● Text provided
%%

But will the INA continue to dominate the market? In recent developments with integrated solutions, it seems like this pure analog signal-conditioning solution is experiencing a degree of market erosion. More recent developments of instrumentation quality ADCs would make one think that the pure analog solution will soon be phased out. Maybe so, and maybe not, you be the judge.

In terms of performance, the INA has good low-noise accuracy, fairly good common-mode rejection, and high input impedance. Features include adjustable gain and a wide common-mode input range.

In the INA circuits above, the input terminals of the devices have the equivalent input impedance of an operational amplifier. Most typically this impedance is in the range of a few G-ohms or higher. This high input impedance reduces signal loss between the driving circuitry and the input of the INA. The input range of these amplifiers is limited by the fundamental topology restrictions of any amplifier: It is not unusual for the input range of the analog INA be limited from 0 V up to 1.5 V from the positive-power supply-rail. Although this limitation is slight, it does affect the dynamic range of the INA function. And finally, a differential signal gain can be implemented with the front end of the INA by adjusting Rg. Both of the applications mentioned above, electrocardiograph and bridge sensing, require some amount of gain. This gain is implemented to ensure that the signal-to-noise ratio for the following A/D conversion process is good enough to maintain signal integrity. After the signal is gained by the INA, a 12-bit to 16-bit converter is usually more than adequate.

%%

● Supplied entries

%%

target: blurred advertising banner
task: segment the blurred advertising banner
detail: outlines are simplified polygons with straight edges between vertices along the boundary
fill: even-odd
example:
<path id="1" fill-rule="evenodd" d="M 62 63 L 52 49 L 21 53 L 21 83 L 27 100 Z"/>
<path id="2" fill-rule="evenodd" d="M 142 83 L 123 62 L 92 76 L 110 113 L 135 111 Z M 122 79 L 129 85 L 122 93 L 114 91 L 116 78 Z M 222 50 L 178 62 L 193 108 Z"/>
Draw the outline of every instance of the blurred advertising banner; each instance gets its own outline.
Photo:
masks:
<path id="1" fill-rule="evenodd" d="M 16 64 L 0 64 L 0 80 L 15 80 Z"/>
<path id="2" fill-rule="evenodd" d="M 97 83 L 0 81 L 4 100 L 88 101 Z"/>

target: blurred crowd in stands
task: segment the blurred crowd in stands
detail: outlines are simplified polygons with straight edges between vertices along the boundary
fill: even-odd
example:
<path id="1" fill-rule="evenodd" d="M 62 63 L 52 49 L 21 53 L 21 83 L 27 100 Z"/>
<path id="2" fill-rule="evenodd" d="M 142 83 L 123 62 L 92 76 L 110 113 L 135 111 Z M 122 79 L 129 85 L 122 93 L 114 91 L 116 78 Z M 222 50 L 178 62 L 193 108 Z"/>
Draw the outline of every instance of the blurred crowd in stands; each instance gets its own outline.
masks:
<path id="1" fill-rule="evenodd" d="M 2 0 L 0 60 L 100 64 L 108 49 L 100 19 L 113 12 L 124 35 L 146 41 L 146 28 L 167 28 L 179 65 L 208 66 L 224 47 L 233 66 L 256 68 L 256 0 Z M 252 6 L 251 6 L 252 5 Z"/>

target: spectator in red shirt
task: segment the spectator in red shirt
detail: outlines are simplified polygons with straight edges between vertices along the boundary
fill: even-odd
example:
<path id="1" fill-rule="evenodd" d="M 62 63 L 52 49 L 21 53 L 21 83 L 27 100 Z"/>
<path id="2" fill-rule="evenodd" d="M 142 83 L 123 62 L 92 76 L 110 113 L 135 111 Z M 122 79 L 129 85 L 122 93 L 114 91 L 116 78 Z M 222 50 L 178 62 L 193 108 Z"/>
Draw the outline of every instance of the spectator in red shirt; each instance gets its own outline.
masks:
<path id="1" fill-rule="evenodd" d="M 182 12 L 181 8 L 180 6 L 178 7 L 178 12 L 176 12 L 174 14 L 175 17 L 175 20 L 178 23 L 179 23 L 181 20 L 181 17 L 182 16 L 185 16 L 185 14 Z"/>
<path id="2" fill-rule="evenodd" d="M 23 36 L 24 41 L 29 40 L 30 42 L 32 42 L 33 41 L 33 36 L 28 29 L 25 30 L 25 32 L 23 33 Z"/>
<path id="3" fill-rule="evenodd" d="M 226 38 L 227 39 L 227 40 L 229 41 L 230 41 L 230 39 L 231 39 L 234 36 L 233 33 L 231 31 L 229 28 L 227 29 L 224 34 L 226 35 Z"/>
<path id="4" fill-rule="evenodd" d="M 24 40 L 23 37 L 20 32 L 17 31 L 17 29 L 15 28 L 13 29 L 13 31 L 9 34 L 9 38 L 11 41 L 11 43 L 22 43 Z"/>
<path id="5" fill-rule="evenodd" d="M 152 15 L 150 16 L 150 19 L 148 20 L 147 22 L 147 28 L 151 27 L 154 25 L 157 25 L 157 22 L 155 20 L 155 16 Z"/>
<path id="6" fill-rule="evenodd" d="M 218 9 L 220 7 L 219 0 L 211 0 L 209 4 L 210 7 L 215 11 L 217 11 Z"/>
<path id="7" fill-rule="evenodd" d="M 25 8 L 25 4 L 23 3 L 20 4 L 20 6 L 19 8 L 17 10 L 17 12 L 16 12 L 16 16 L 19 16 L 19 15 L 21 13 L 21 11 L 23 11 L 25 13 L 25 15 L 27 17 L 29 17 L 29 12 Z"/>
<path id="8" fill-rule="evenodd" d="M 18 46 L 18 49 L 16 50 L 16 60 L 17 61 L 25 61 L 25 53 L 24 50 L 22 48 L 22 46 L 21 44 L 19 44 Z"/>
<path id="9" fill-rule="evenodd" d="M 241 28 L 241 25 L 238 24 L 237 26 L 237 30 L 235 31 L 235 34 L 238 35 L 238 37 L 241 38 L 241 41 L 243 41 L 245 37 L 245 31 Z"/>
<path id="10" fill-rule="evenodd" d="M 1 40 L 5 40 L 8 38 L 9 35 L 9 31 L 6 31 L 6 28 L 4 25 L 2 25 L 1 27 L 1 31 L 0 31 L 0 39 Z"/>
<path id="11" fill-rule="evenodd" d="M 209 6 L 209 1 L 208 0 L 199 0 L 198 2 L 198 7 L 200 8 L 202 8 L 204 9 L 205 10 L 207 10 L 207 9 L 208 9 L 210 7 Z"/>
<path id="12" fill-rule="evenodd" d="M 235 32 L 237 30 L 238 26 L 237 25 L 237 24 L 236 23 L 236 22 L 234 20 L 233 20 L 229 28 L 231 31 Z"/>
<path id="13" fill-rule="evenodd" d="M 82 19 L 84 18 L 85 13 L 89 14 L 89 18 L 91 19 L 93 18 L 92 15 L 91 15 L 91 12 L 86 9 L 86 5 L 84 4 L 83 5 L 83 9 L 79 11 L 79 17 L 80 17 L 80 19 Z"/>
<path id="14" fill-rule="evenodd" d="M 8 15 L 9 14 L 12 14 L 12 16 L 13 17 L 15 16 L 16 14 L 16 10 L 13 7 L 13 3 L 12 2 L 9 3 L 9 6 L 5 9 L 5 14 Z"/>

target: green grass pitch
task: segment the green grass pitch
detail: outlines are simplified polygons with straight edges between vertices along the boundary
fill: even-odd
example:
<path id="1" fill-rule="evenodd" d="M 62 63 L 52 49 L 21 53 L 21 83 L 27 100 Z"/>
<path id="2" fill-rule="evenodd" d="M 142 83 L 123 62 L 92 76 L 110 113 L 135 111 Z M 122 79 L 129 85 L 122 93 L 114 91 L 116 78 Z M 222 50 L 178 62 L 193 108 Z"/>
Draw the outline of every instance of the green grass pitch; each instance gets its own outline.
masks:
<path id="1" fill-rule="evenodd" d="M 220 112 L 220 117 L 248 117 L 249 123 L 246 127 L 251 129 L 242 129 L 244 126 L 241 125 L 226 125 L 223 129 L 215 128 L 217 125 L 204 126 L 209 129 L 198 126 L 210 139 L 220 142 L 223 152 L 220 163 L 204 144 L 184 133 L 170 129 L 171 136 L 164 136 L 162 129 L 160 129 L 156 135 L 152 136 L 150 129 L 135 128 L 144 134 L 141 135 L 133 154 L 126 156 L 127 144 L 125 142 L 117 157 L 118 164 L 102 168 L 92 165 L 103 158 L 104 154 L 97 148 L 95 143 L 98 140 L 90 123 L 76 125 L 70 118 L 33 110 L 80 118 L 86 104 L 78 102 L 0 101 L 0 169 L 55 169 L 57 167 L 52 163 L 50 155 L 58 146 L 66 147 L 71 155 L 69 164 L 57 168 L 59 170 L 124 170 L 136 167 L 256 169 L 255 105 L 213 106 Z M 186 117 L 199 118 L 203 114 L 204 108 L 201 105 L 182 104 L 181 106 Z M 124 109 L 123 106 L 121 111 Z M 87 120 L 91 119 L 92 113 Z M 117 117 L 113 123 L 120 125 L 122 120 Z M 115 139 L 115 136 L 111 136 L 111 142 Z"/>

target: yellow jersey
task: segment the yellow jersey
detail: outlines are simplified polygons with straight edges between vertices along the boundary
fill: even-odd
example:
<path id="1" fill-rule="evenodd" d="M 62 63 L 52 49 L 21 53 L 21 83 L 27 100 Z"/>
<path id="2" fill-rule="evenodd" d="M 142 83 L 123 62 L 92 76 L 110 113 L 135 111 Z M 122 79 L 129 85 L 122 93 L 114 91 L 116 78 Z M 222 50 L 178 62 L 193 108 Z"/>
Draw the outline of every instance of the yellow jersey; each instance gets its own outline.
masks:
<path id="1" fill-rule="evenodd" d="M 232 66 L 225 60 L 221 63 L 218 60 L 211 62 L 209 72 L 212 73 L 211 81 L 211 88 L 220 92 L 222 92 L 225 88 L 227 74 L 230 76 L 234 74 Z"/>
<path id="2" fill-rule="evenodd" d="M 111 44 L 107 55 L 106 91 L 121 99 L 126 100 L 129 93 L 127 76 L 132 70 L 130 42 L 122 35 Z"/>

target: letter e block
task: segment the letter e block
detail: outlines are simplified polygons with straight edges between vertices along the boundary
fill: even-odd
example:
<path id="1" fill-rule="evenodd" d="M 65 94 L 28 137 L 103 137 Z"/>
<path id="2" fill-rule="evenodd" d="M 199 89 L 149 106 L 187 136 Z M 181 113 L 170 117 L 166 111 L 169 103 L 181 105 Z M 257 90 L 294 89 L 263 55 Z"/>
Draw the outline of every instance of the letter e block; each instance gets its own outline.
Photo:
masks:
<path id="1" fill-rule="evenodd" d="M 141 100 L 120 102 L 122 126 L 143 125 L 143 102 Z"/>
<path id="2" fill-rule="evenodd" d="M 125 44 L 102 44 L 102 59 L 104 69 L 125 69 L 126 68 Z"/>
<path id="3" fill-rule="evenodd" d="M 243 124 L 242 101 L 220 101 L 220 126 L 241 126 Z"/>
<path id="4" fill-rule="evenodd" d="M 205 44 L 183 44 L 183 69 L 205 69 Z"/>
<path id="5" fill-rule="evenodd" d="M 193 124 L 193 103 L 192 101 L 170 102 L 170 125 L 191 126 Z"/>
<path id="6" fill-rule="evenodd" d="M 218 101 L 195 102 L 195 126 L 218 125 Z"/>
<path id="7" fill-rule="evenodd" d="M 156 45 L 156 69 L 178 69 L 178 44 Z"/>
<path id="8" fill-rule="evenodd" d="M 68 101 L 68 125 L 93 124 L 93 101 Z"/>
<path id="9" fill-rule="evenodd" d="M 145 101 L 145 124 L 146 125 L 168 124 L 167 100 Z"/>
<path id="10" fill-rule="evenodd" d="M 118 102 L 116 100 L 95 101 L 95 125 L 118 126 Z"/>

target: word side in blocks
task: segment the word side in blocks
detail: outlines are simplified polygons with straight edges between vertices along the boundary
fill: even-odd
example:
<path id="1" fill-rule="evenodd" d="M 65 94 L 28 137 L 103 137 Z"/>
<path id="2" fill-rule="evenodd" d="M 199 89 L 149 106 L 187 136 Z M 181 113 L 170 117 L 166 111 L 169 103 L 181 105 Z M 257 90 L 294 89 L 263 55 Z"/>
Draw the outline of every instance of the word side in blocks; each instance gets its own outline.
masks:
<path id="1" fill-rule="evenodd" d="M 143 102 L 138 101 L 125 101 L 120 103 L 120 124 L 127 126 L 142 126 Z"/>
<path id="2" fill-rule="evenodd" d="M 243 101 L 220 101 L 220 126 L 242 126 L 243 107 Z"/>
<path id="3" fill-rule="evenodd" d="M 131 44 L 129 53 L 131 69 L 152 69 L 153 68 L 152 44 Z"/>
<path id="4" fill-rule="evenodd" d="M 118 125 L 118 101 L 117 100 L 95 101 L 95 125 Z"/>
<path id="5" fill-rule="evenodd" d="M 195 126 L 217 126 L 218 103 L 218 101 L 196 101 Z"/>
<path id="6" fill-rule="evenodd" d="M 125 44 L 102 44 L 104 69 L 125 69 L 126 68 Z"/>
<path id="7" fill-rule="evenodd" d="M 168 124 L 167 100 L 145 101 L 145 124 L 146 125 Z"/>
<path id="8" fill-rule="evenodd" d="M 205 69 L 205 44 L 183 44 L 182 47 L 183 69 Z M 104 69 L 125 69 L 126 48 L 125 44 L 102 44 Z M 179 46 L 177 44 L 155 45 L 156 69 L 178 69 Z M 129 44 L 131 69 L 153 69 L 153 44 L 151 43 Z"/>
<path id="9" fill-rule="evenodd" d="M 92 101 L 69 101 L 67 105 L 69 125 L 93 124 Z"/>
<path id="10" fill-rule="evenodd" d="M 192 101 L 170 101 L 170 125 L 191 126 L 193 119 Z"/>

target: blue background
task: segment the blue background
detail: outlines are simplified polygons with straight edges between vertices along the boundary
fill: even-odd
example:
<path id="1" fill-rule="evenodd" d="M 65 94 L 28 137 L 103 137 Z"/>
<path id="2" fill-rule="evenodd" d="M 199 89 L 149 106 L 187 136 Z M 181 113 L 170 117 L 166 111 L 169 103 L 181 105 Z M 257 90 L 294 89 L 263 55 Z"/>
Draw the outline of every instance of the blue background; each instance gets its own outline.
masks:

%%

● Actions to take
a: According to the instrumentation amplifier text, what range does the input impedance of these devices most typically fall in?
b: Copy out word for word the part of the instrumentation amplifier text that opens with the words containing "In terms of" and closes with "common-mode input range.".

● Solution set
a: A few G-ohms or higher.

b:
In terms of performance, the INA has good low-noise accuracy, fairly good common-mode rejection, and high input impedance. Features include adjustable gain and a wide common-mode input range.